▸ **Data supplied**:
╭──

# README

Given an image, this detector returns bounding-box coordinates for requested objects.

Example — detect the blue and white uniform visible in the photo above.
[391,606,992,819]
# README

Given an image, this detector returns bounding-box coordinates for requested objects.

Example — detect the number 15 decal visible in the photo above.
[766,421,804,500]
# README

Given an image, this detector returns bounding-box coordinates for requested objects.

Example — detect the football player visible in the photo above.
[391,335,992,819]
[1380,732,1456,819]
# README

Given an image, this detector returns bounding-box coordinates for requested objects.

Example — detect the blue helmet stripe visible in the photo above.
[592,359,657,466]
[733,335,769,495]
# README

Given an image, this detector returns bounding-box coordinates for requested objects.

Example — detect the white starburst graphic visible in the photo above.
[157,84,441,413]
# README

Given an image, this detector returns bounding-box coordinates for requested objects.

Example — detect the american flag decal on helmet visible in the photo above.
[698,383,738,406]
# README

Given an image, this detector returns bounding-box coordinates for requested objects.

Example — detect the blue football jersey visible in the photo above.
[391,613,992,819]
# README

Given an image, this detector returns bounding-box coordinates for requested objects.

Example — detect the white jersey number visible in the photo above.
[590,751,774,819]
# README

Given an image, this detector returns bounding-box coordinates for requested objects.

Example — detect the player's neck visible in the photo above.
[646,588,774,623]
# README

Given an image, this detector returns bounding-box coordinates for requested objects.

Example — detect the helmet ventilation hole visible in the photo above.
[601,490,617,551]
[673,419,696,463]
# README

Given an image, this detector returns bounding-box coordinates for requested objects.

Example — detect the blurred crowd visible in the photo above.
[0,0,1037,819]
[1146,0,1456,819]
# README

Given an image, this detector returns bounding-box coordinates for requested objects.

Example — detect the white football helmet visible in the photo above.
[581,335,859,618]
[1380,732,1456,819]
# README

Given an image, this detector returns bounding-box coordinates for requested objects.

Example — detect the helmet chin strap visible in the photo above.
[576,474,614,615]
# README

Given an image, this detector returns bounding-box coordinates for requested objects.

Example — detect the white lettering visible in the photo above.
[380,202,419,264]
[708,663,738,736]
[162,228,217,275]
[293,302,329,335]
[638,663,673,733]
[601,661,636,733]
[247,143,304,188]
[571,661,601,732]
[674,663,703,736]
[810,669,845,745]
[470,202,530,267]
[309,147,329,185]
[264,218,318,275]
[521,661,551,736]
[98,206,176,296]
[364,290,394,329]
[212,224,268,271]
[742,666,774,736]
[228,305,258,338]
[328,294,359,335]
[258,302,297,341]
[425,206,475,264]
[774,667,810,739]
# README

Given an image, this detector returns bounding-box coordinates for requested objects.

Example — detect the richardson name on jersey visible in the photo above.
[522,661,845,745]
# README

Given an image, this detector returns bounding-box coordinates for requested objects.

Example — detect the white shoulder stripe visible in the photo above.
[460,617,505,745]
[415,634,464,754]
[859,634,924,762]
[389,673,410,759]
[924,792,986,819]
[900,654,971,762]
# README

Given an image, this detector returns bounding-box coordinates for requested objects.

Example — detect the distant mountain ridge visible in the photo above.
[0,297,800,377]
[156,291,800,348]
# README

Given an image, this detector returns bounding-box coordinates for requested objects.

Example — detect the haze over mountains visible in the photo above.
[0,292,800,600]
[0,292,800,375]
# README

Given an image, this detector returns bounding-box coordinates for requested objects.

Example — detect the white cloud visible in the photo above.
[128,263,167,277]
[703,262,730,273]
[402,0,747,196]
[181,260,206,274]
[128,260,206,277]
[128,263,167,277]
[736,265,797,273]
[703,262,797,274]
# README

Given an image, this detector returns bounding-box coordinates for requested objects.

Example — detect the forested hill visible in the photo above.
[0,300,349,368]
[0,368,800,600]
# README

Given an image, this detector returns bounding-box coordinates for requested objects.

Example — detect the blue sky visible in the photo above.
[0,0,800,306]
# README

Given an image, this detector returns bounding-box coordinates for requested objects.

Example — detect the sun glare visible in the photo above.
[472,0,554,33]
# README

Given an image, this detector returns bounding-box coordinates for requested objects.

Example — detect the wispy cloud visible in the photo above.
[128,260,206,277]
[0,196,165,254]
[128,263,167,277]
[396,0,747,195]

╰──

▸ **Stated task**:
Take the entries above and copy them out exactly.

▸ **Correct answer**:
# README

Given an image, this detector returns bounding-box coordinates for requested objects.

Example — detect the blue and white uniform visible in the photo above.
[391,606,992,819]
# README

Given an image, this detector returns bounding-box coordinates for requested objects.

Example — detect the number 15 decal visible in the photo above.
[766,421,804,500]
# README

Given an image, this detector returns bounding-box coordinates for requested objects.

Example — detect the football player visible in the photo above.
[391,335,992,819]
[1380,732,1456,819]
# README

Given an image, this detector returns bounding-box coordinates for requested objects.

Example — detect the blue helmet stripe visible in the photo above.
[592,359,657,466]
[733,335,769,495]
# README

Given an image, this detector returns bounding-box coordinates for requested objects.

Example — detect the white starburst graphic visible in the photo above.
[157,84,441,413]
# README

Given an image, this detector returns bounding-box coordinates for requested objects.

Example — detect the american flag decal on helmet visible in the photo above.
[698,383,738,406]
# README

Given an image, this detector returns bounding-box coordinates for requested objects.

Example — detect the blue football jersey visible in the photo above.
[391,613,992,819]
# README

Given an image, this detector returns bounding-box coordinates for requested objects.

Example — detect the white jersey number visible in the photo above.
[590,751,774,819]
# README

Given an image, this detector returns bounding-box coordinates for requested objects.

Example — detect the player's neck visible in the photo above.
[646,588,774,623]
# README

Given an image, this detector returns bounding-box coordinates for requested objects.

Example — detect the helmet ventilation hole visible in the photo above.
[601,490,617,551]
[673,419,696,463]
# README

Given an image, this detector returns bounding-box coordinates for requested objects.

Example — detect the blurred crowd visible in the photo above.
[0,0,1037,819]
[1146,0,1456,819]
# README

Given an image, this detector returns bounding-box coordinates for requested objects.

Example — detect the white football helmet visible in the photo above.
[581,335,859,618]
[1380,732,1456,819]
# README

Given an image, this detector returns bounding-box coordinates for requested objects.

Example — detect the helmet chin strap visible in the photo above.
[576,474,614,615]
# README

Given an image, this detector returns bounding-box coordinates for requested objects.

Example — detect the white lettering visible in the photo above.
[380,202,419,264]
[708,663,738,736]
[162,228,217,275]
[293,302,329,335]
[638,663,673,733]
[601,661,636,733]
[247,143,304,188]
[571,661,601,732]
[674,663,703,736]
[810,669,845,745]
[470,202,530,267]
[309,147,329,185]
[264,218,318,275]
[521,661,551,736]
[98,206,176,296]
[364,290,394,329]
[212,224,268,271]
[742,666,774,736]
[228,305,258,338]
[328,294,359,335]
[258,302,297,341]
[425,206,475,264]
[774,667,810,739]
# README

Given an image, this detector returns bounding-box coordinates for requested objects.

Example — detect the richardson name on jersey visible in the photo above.
[522,661,845,745]
# README

Given an image, this detector returns bounding-box coordinates for requested objects.

Example — detect the white shoulder stripe visible in the photo above.
[460,617,505,745]
[415,634,464,754]
[859,634,924,762]
[389,673,410,759]
[924,792,986,819]
[900,654,971,762]
# README

Given an image, this detector returns bounding-box coordinates for requested objects.

Example — detect the distant mountain ridge visible in the photo above.
[0,297,800,377]
[156,291,800,348]
# README

Given an image, this detector returns bounding-box coordinates for requested objects.

Example — detect the haze over mountains visible in the photo above.
[0,292,800,600]
[0,292,800,375]
# README

Given an image, this detector returns bounding-box coordinates for requested objects.

Example — detect the white cloud visible in the photo above.
[128,263,167,277]
[703,262,730,273]
[402,0,747,196]
[181,260,206,274]
[128,260,206,277]
[128,263,167,277]
[736,265,797,273]
[703,262,797,274]
# README

Given an image, this detector returns bounding-box coordinates for requested objects.

Example — detect the forested hill visible in the photo above.
[0,300,349,368]
[0,368,800,600]
# README

Given an image, this detector returns bounding-box coordinates for requested objects.

Example — detect the blue sky visible in the photo above.
[0,0,800,306]
# README

Given an image, this detector returns bounding-box coordinates for requested objects.

Example — detect the sun glare visible in the photo above.
[472,0,554,33]
# README

Given an image, this detector returns bounding-box coordinates for requested objects.

Example — detect the wispy cloud visible in the photo above.
[128,260,206,277]
[0,196,165,254]
[128,263,167,277]
[396,0,747,195]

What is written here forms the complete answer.